Stored records:
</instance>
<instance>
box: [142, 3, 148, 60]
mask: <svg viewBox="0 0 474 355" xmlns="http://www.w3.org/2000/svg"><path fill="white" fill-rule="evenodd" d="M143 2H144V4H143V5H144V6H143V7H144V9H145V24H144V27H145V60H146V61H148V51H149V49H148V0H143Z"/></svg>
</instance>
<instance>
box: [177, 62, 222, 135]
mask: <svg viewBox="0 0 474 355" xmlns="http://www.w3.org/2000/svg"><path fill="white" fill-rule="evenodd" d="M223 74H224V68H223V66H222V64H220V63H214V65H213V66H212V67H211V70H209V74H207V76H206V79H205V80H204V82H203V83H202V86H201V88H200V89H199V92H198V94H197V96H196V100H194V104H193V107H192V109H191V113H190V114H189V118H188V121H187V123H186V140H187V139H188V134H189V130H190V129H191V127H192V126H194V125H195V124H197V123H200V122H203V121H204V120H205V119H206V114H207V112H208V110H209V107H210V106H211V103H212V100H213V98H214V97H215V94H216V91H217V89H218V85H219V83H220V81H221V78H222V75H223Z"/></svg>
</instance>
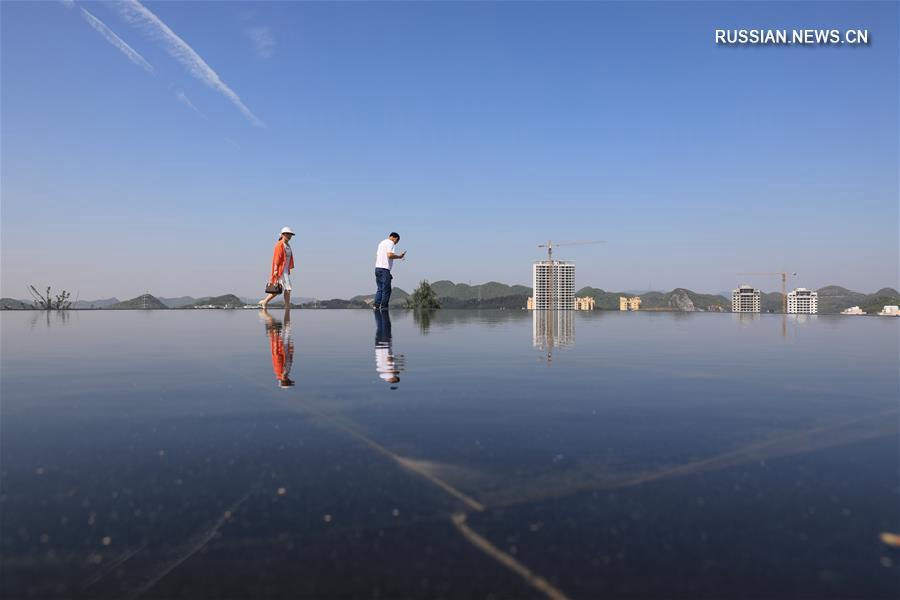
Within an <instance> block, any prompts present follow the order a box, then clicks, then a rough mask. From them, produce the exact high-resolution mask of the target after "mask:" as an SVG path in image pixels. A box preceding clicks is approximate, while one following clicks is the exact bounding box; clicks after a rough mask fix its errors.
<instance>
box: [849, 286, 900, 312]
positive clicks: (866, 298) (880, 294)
mask: <svg viewBox="0 0 900 600" xmlns="http://www.w3.org/2000/svg"><path fill="white" fill-rule="evenodd" d="M888 290H889V291H888V293H887V294H882V292H883V291H885V290H878V291H877V292H875V293H874V294H872V295H871V296H867V297H866V300H865V302H864V303H863V304H860V305H859V307H860V308H861V309H863V310H864V311H865V312H866V313H867V314H870V315H874V314H876V313H878V312H880V311H881V310H882V309H883V308H884V307H885V306H900V294H898V293H897V291H896V290H891V289H890V288H888ZM890 292H894V293H893V295H891V294H890Z"/></svg>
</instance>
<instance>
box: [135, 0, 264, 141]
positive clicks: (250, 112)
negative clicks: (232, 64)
mask: <svg viewBox="0 0 900 600" xmlns="http://www.w3.org/2000/svg"><path fill="white" fill-rule="evenodd" d="M119 10H120V12H121V13H122V16H123V17H124V18H125V19H126V20H127V21H128V22H129V23H132V24H134V25H137V26H139V27H141V28H142V29H143V30H144V31H145V32H146V33H147V34H149V35H151V36H152V37H154V38H156V39H158V40H160V41H161V42H162V43H163V46H164V47H165V49H166V51H167V52H168V53H169V55H170V56H172V58H174V59H175V60H177V61H178V62H180V63H181V64H182V65H183V66H184V67H185V68H186V69H187V70H188V72H189V73H190V74H191V75H193V76H194V77H195V78H197V79H198V80H200V81H201V82H203V83H205V84H206V85H208V86H209V87H211V88H213V89H214V90H216V91H217V92H219V93H221V94H222V95H223V96H225V97H226V98H228V99H229V100H230V101H231V103H232V104H234V105H235V106H236V107H237V108H238V110H240V111H241V113H243V115H244V116H245V117H246V118H247V119H248V120H249V121H250V122H251V123H253V124H254V125H256V126H257V127H265V126H266V125H265V123H263V122H262V120H260V119H259V117H257V116H256V115H254V114H253V112H252V111H251V110H250V109H249V108H247V106H246V105H245V104H244V103H243V102H242V101H241V99H240V97H238V95H237V94H236V93H235V92H234V90H232V89H231V88H230V87H228V85H226V84H225V82H224V81H222V78H221V77H219V75H218V73H216V72H215V71H214V70H213V69H212V67H210V66H209V65H208V64H206V61H205V60H203V59H202V58H201V57H200V55H199V54H197V53H196V52H195V51H194V49H193V48H191V47H190V46H189V45H188V44H187V42H185V41H184V40H183V39H181V38H180V37H178V35H176V34H175V32H174V31H172V30H171V29H169V26H168V25H166V24H165V23H163V22H162V21H161V20H160V19H159V17H157V16H156V15H155V14H153V13H152V12H150V11H149V10H148V9H147V8H146V7H144V5H143V4H141V3H140V2H138V1H137V0H125V1H124V2H122V3H121V4H119Z"/></svg>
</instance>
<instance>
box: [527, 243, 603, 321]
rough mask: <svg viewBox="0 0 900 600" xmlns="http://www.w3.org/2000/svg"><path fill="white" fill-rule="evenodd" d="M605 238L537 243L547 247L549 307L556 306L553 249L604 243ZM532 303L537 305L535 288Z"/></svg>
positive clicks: (555, 307)
mask: <svg viewBox="0 0 900 600" xmlns="http://www.w3.org/2000/svg"><path fill="white" fill-rule="evenodd" d="M605 243H606V240H590V241H586V242H561V243H557V244H554V243H553V242H550V241H548V242H547V243H546V244H538V248H546V249H547V263H548V265H549V277H550V308H556V299H555V298H554V296H553V249H554V248H556V247H558V246H583V245H585V244H605ZM533 293H534V303H535V308H536V307H537V290H534V292H533Z"/></svg>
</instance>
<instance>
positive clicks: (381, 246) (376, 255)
mask: <svg viewBox="0 0 900 600" xmlns="http://www.w3.org/2000/svg"><path fill="white" fill-rule="evenodd" d="M393 251H394V242H392V241H391V238H388V239H386V240H381V243H380V244H378V251H377V252H375V268H376V269H388V270H390V269H391V267H393V266H394V259H393V258H388V252H393Z"/></svg>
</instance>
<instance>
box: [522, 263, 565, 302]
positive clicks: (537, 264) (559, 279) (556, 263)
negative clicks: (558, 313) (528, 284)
mask: <svg viewBox="0 0 900 600" xmlns="http://www.w3.org/2000/svg"><path fill="white" fill-rule="evenodd" d="M531 282H532V288H533V289H534V309H535V310H553V309H559V310H574V308H575V263H571V262H566V261H561V260H554V261H552V262H551V261H549V260H539V261H537V262H535V263H534V265H533V266H532V271H531Z"/></svg>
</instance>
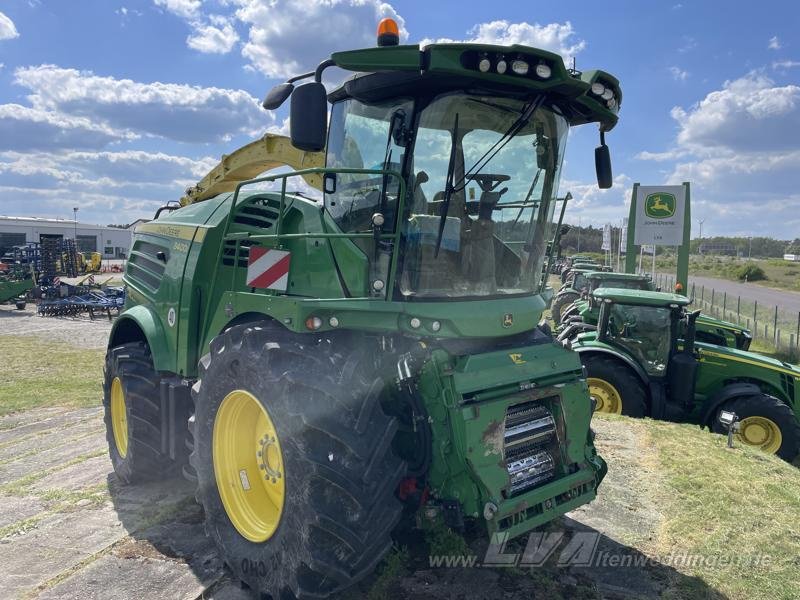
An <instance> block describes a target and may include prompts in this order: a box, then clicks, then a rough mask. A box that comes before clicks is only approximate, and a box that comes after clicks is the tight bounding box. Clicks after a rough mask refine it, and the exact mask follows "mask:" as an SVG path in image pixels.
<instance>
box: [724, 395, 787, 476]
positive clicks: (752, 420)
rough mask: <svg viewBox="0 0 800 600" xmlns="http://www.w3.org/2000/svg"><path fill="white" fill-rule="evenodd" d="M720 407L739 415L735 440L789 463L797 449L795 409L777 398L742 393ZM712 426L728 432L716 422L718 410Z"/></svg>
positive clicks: (736, 415)
mask: <svg viewBox="0 0 800 600" xmlns="http://www.w3.org/2000/svg"><path fill="white" fill-rule="evenodd" d="M721 410H726V411H730V412H733V413H736V416H737V417H739V431H738V432H737V433H735V434H734V439H736V440H737V441H738V442H740V443H742V444H747V445H748V446H755V447H757V448H761V449H762V450H763V451H764V452H767V453H768V454H777V455H778V456H779V457H780V458H782V459H784V460H786V461H789V462H791V461H792V460H793V459H794V458H795V456H797V454H798V452H800V424H798V421H797V417H796V416H795V414H794V411H792V409H791V408H789V406H787V405H786V404H784V403H783V402H781V401H780V400H778V399H777V398H775V397H773V396H769V395H767V394H758V395H752V396H743V397H741V398H736V399H734V400H731V401H729V402H726V403H725V404H724V405H723V406H722V408H721ZM712 429H713V431H714V432H715V433H721V434H723V435H727V433H728V432H727V430H726V429H725V427H723V425H722V424H721V423H720V422H719V411H718V412H717V418H715V419H714V423H713V425H712Z"/></svg>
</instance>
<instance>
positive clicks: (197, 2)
mask: <svg viewBox="0 0 800 600" xmlns="http://www.w3.org/2000/svg"><path fill="white" fill-rule="evenodd" d="M153 1H154V2H155V5H156V6H160V7H161V8H165V9H166V10H168V11H169V12H171V13H172V14H174V15H177V16H179V17H183V18H184V19H192V18H195V17H197V15H198V14H199V12H200V7H201V6H202V4H203V3H202V2H201V1H200V0H153Z"/></svg>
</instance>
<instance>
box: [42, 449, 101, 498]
mask: <svg viewBox="0 0 800 600" xmlns="http://www.w3.org/2000/svg"><path fill="white" fill-rule="evenodd" d="M113 470H114V467H112V466H111V459H110V458H109V457H108V455H103V456H96V457H95V458H90V459H89V460H86V461H84V462H81V463H78V464H76V465H72V466H71V467H67V468H66V469H61V470H60V471H56V472H55V473H51V474H50V475H47V476H46V477H43V478H42V479H40V480H39V481H37V482H36V483H35V484H33V485H32V486H30V487H29V488H28V489H29V490H30V491H32V492H44V491H47V490H63V491H66V492H77V491H80V490H82V489H85V488H88V487H92V486H95V485H97V484H100V483H105V482H106V477H107V476H108V474H109V473H111V472H112V471H113Z"/></svg>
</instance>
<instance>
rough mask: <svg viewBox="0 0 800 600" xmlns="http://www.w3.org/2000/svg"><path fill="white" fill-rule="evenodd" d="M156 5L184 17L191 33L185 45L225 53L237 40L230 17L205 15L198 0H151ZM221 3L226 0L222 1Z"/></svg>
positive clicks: (234, 43)
mask: <svg viewBox="0 0 800 600" xmlns="http://www.w3.org/2000/svg"><path fill="white" fill-rule="evenodd" d="M153 1H154V2H155V4H156V6H159V7H162V8H164V9H166V10H167V11H168V12H170V13H172V14H174V15H176V16H178V17H181V18H182V19H184V20H185V21H186V22H187V24H188V25H189V27H190V28H191V29H192V33H191V34H189V36H187V38H186V45H187V46H188V47H189V48H191V49H192V50H197V51H198V52H202V53H204V54H227V53H228V52H230V51H231V50H232V49H233V47H234V46H235V45H236V42H238V41H239V34H238V33H237V32H236V29H234V27H233V24H232V23H231V20H230V18H228V17H224V16H222V15H206V14H204V13H203V12H202V10H201V9H202V2H200V0H153ZM223 4H226V2H224V1H223Z"/></svg>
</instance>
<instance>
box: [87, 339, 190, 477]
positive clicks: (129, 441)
mask: <svg viewBox="0 0 800 600" xmlns="http://www.w3.org/2000/svg"><path fill="white" fill-rule="evenodd" d="M160 383H161V376H160V375H159V373H158V371H156V370H155V368H154V367H153V360H152V357H151V356H150V349H149V348H148V347H147V344H145V343H143V342H134V343H130V344H123V345H121V346H117V347H116V348H111V349H110V350H109V351H108V353H107V354H106V365H105V379H104V384H103V392H104V394H103V408H104V409H105V410H104V420H105V425H106V440H107V441H108V451H109V455H110V456H111V463H112V465H113V466H114V472H115V473H116V474H117V477H119V478H120V480H122V481H123V482H124V483H142V482H145V481H155V480H159V479H167V478H171V477H177V476H178V475H179V474H180V471H181V467H182V465H183V464H185V462H186V460H187V458H188V457H187V456H185V455H180V456H178V457H176V459H175V460H173V459H171V458H170V457H169V456H167V455H166V454H165V453H164V452H163V435H162V430H163V427H164V423H165V422H166V419H165V418H164V417H165V416H166V415H163V414H162V412H163V411H162V406H161V400H160V395H159V385H160ZM182 447H183V446H181V448H182Z"/></svg>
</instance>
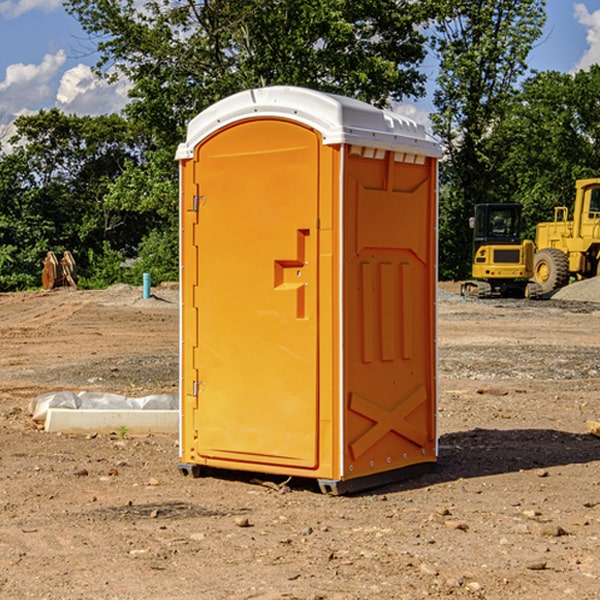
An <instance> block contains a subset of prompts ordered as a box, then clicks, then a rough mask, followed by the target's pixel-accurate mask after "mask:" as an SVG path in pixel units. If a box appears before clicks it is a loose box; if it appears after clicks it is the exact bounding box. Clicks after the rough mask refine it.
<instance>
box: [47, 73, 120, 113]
mask: <svg viewBox="0 0 600 600" xmlns="http://www.w3.org/2000/svg"><path fill="white" fill-rule="evenodd" d="M129 88H130V86H129V84H128V83H127V82H126V81H123V80H121V81H118V82H116V83H113V84H109V83H107V82H106V81H104V80H102V79H100V78H99V77H96V76H95V75H94V73H93V72H92V70H91V69H90V67H88V66H86V65H81V64H80V65H77V66H76V67H73V68H72V69H69V70H68V71H65V73H64V74H63V76H62V78H61V80H60V85H59V88H58V93H57V94H56V106H57V107H58V108H60V109H61V110H62V111H63V112H65V113H68V114H73V113H74V114H78V115H101V114H108V113H113V112H119V111H120V110H121V109H122V108H123V107H124V106H125V104H127V100H128V98H127V92H128V90H129Z"/></svg>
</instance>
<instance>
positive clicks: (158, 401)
mask: <svg viewBox="0 0 600 600" xmlns="http://www.w3.org/2000/svg"><path fill="white" fill-rule="evenodd" d="M49 408H72V409H74V410H76V409H83V410H85V409H88V410H89V409H95V410H102V409H106V410H134V409H139V410H144V409H146V410H177V409H178V408H179V400H178V397H177V395H176V394H152V395H150V396H143V397H141V398H131V397H129V396H121V395H120V394H110V393H105V392H70V391H60V392H48V393H47V394H42V395H41V396H38V397H37V398H34V399H33V400H31V402H30V403H29V413H30V414H31V415H32V419H33V420H34V421H38V422H41V423H43V422H44V421H45V420H46V415H47V414H48V409H49Z"/></svg>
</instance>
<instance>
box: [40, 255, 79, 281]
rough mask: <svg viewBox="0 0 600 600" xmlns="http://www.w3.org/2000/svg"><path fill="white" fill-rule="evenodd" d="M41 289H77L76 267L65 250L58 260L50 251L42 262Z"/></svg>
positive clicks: (71, 256)
mask: <svg viewBox="0 0 600 600" xmlns="http://www.w3.org/2000/svg"><path fill="white" fill-rule="evenodd" d="M42 264H43V265H44V268H43V270H42V287H43V288H44V289H45V290H51V289H54V288H57V287H63V286H70V287H72V288H75V289H77V282H76V276H77V267H76V265H75V259H74V258H73V255H72V254H71V253H70V252H69V251H68V250H65V252H63V256H62V258H61V259H60V260H58V258H57V257H56V254H55V253H54V252H52V251H51V250H50V251H49V252H48V253H47V254H46V258H45V259H44V260H43V261H42Z"/></svg>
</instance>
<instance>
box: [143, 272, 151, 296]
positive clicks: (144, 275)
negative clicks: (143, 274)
mask: <svg viewBox="0 0 600 600" xmlns="http://www.w3.org/2000/svg"><path fill="white" fill-rule="evenodd" d="M148 298H150V273H144V300H147V299H148Z"/></svg>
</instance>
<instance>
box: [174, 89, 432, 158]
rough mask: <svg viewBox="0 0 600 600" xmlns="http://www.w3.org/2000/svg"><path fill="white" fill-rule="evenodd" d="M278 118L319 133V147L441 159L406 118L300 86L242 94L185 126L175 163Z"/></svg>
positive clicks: (199, 117)
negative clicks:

### DIRECTIVE:
Count the lines in the listing above that contain the string "before". Reply with the number alone.

### FINISHED TASK:
2